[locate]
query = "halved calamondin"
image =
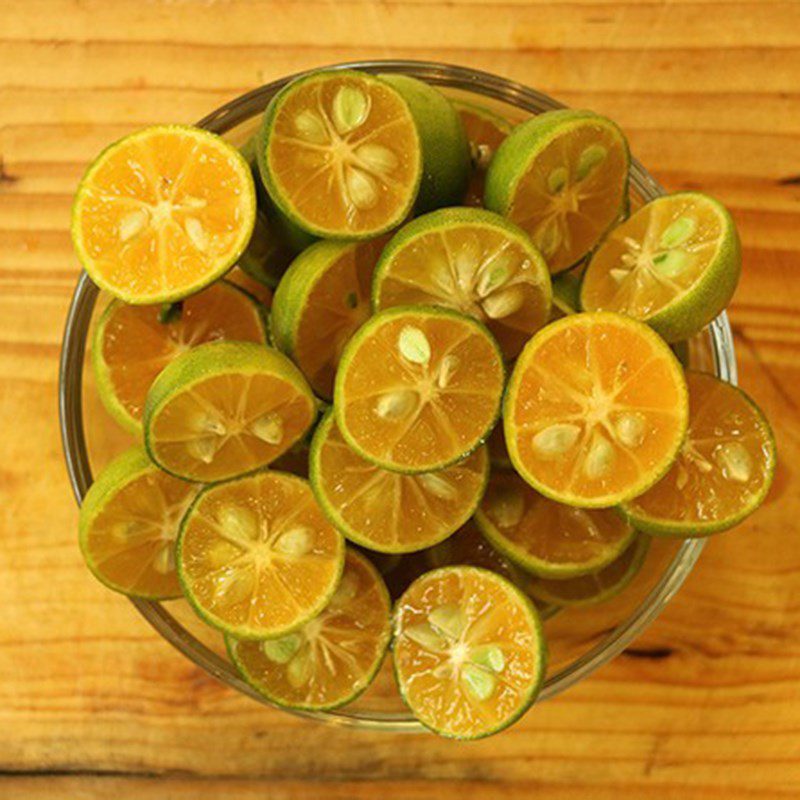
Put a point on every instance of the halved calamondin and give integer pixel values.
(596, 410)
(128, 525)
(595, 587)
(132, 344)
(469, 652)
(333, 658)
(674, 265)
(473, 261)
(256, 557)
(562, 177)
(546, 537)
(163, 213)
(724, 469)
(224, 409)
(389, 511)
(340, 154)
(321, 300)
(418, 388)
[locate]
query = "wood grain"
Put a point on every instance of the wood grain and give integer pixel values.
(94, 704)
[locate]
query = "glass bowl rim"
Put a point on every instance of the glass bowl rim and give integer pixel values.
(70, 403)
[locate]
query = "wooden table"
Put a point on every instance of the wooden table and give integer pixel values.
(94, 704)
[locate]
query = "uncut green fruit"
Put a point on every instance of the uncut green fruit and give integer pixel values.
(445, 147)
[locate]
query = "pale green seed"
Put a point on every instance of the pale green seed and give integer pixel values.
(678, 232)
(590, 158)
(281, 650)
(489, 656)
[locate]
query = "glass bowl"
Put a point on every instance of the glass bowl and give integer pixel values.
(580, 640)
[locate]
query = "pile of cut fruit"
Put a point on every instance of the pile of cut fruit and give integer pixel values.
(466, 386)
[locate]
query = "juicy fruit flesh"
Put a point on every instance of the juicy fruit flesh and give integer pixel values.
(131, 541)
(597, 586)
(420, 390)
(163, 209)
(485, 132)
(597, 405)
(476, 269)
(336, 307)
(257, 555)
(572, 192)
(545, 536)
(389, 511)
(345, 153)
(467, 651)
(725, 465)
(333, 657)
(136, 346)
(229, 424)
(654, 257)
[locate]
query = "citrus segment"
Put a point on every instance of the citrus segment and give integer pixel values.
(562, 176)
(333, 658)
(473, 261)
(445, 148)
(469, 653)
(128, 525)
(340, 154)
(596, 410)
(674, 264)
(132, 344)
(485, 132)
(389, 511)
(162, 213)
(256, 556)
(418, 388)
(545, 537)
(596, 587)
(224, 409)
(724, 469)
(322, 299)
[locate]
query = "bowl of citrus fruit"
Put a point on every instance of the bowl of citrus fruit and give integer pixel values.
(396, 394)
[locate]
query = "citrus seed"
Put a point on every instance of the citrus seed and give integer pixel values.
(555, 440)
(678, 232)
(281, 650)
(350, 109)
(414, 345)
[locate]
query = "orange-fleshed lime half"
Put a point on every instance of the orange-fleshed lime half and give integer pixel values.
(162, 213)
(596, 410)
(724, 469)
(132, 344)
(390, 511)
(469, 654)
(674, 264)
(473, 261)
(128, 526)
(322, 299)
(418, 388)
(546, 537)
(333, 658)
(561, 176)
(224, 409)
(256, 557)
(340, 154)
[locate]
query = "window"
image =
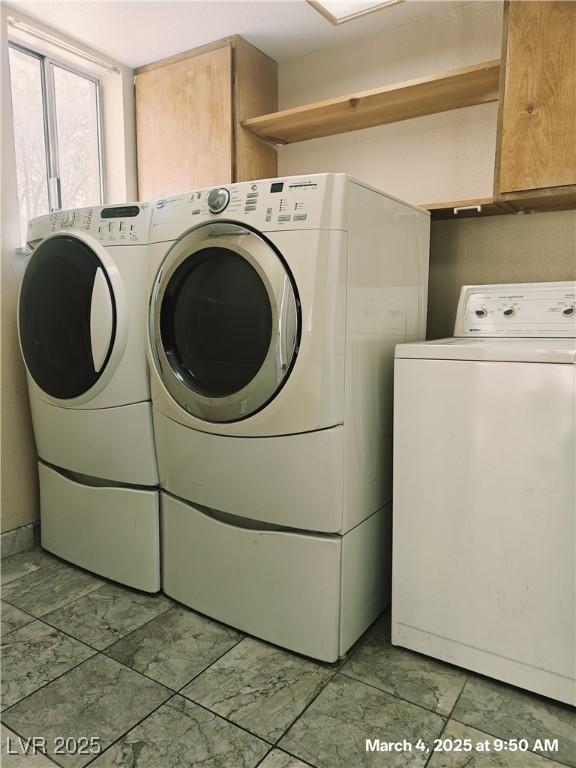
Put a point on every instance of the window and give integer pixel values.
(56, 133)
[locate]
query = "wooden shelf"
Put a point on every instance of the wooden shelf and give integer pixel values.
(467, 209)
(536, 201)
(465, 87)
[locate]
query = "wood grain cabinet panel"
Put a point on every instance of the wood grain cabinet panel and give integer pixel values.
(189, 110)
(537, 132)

——————————

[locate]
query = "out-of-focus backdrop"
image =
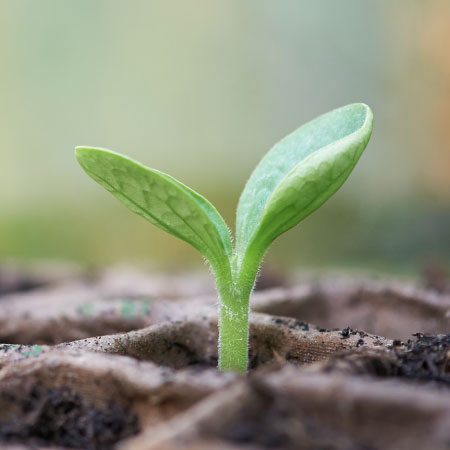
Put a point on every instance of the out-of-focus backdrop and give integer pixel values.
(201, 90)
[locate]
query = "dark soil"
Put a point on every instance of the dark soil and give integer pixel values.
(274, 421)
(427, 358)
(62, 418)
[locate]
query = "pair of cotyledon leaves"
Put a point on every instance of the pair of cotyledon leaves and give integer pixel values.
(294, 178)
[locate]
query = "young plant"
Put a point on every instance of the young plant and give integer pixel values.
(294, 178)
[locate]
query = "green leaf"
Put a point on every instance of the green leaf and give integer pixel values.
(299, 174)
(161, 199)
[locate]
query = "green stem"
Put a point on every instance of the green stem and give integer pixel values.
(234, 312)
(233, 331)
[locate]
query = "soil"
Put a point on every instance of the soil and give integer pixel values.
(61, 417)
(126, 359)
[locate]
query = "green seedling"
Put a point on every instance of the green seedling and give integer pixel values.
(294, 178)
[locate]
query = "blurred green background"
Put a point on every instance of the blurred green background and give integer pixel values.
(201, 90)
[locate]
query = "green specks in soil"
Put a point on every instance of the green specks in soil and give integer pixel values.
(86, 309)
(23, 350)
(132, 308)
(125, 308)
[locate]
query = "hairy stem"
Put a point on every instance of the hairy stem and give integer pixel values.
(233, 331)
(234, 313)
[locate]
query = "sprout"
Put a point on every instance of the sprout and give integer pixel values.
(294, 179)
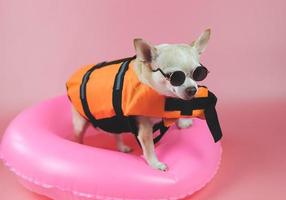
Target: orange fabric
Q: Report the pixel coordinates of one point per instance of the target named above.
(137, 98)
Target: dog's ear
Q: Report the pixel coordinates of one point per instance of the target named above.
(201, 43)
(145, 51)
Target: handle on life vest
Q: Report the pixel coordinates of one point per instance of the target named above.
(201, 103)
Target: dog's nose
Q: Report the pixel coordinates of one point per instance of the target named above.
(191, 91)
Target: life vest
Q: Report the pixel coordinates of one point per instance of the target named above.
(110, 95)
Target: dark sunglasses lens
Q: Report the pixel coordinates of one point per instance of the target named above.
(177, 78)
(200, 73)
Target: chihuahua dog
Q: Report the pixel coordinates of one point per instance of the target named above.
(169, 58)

——————————

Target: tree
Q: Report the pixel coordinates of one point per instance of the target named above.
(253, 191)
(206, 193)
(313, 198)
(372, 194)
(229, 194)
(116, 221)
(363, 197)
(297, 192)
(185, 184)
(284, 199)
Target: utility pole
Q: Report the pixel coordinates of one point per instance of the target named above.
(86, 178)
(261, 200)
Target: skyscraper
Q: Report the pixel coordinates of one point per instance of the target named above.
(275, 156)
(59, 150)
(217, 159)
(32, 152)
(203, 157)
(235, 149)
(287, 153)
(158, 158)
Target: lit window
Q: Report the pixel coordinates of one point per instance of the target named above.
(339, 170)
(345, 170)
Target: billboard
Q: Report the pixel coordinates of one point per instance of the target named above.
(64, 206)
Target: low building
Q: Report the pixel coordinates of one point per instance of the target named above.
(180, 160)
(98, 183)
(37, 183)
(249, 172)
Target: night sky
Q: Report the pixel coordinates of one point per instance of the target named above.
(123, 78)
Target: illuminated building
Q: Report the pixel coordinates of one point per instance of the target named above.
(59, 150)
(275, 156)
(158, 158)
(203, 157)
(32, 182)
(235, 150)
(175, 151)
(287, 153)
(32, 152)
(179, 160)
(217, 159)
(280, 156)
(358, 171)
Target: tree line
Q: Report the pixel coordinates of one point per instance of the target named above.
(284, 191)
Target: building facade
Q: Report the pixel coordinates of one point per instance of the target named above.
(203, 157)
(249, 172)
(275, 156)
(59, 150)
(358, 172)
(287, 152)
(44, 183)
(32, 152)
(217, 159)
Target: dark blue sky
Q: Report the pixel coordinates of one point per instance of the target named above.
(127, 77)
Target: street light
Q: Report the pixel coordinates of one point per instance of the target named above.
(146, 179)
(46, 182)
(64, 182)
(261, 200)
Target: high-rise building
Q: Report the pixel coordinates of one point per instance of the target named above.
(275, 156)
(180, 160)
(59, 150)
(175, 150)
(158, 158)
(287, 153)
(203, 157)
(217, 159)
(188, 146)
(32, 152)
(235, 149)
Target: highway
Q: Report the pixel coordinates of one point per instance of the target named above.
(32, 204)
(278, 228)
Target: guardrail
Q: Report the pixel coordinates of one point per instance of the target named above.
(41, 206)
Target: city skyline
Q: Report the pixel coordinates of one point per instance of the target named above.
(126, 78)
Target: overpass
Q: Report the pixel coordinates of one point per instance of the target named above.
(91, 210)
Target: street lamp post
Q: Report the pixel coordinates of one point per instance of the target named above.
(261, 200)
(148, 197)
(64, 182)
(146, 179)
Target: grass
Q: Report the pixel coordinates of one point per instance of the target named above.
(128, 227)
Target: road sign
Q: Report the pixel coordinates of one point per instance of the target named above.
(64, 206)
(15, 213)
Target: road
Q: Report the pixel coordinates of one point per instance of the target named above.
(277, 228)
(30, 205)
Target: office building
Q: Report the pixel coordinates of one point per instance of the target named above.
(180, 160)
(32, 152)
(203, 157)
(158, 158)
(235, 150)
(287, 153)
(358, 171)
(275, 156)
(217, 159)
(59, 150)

——————————

Take from the material above the lines running from the one with "Target: lit window" through the one with "Target: highway", and repeat them exactly, with nothing else.

Target: lit window
Q: Report the pixel coordinates of one point per instance of the target named above.
(339, 170)
(345, 170)
Target: billboard
Q: Report the pixel coordinates of one point per instance of the target named above.
(64, 206)
Target: low building
Q: Report the pixel coordinates of one point per instance of the target named above.
(180, 160)
(98, 183)
(37, 183)
(249, 172)
Target: night sky
Q: Report the pixel coordinates of one point per instance of the target named above.
(123, 78)
Target: illuminated building
Q: Report the pixel coordinates of one point per instance of the target named above.
(59, 150)
(275, 156)
(158, 158)
(203, 157)
(32, 182)
(235, 150)
(175, 151)
(287, 153)
(32, 152)
(179, 160)
(217, 159)
(280, 156)
(358, 171)
Target: tree line
Q: Report the pixel coordinates of one point per instance of the target named above.
(284, 191)
Target: building facade
Q: Report the pixel coordinates of one point per instance of the target named above.
(203, 157)
(249, 172)
(275, 156)
(59, 150)
(358, 172)
(287, 152)
(44, 183)
(32, 152)
(217, 159)
Target: dark blue sky
Q: Report the pixel coordinates of one point per instance of the target named above.
(127, 77)
Target: street light
Q: Report the pixel coordinates of one point per instance of the target named above.
(146, 179)
(46, 182)
(64, 182)
(261, 200)
Target: high-rise building
Q: Report the pixel coordinates of one point per instance of the target named above.
(275, 156)
(180, 160)
(59, 150)
(175, 150)
(158, 158)
(287, 153)
(203, 157)
(217, 159)
(188, 146)
(32, 152)
(235, 149)
Target: highway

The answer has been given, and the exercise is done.